Esercizi:
[A] Nell'articolo sull'esercito jugoslavo su Facebook, qual è il nome del gruppo Facebook che riunisce gli ex commilitoni?
[B] Per favore, riscrivi i record compresi tra la riga che contiene "Could you provide the mask of every instance of the orange" e quella che contiene "[[88,88],[83,88],[80,90],[80,93],[83,97],[87,97],[92,93]]", estremi inclusi, sostituendo "basketball" con "ball" e lasciando tutto il resto invariato.

Testo da leggere:
>>

L’esercito della Jugoslavia si ricostituisce su Facebook
BELGRADO. «Capljina 1981, scaglione di ottobre, non mi ricordo i nomi, aiutatemi» scrive Sasa, dalla Serbia, a corredo di una vecchia foto in bianco e nero che ritrae quattro soldati di leva, sorridenti. «Artiglieri, fatevi vivi», chiede Dragiša, da Grocka, vicino Belgrado.
«Per favore, compagni delle classi 1979-80 di leva a Stip, vi cerco da anni», scrive Mirsada dalla Bosnia. «1968-1969 a Samobor», guardia «81/82 Kuca Cvjeca», alla tomba di Tito, «Poligono C, Osijek, 1991», prima della grande strage, «qualcuno si riconosce?». «Milan Balazic e Cvijetin Mijatovic, fatevi vivi, siamo stati insieme di stanza a Bileca», un altro messaggio.
E ce ne sono altre centinaia, dello stesso tono. Tutti postati a ritmi sempre più frenetici su quello che sta diventando uno dei gruppi Facebook più “caldi” dei Balcani, denominato «Ritrova i tuoi compagni della ex Jna», l’esercito federale jugoslavo.

<<

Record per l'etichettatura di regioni

>>

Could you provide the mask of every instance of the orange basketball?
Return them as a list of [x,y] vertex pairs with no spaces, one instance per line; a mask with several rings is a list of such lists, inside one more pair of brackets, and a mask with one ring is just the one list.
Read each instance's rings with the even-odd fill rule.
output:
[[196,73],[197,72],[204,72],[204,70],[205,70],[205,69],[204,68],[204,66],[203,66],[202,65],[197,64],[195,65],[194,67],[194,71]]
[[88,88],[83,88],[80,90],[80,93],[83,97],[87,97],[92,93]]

<<
>>

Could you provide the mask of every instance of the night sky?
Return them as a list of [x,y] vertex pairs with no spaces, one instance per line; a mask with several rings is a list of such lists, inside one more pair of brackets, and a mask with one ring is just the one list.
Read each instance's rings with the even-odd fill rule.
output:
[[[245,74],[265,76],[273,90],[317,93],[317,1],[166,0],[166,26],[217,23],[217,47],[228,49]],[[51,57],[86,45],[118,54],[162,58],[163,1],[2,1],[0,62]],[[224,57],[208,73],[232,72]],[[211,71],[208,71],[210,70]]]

<<

Soluzioni:
[A] Il gruppo si chiama «Ritrova i tuoi compagni della ex Jna».

[B]
Could you provide the mask of every instance of the orange ball?
Return them as a list of [x,y] vertex pairs with no spaces, one instance per line; a mask with several rings is a list of such lists, inside one more pair of brackets, and a mask with one ring is just the one list.
Read each instance's rings with the even-odd fill rule.
output:
[[196,73],[197,72],[204,72],[204,70],[205,70],[205,69],[204,68],[204,66],[203,66],[202,65],[197,64],[195,65],[194,67],[194,71]]
[[88,88],[83,88],[80,90],[80,93],[83,97],[87,97],[92,93]]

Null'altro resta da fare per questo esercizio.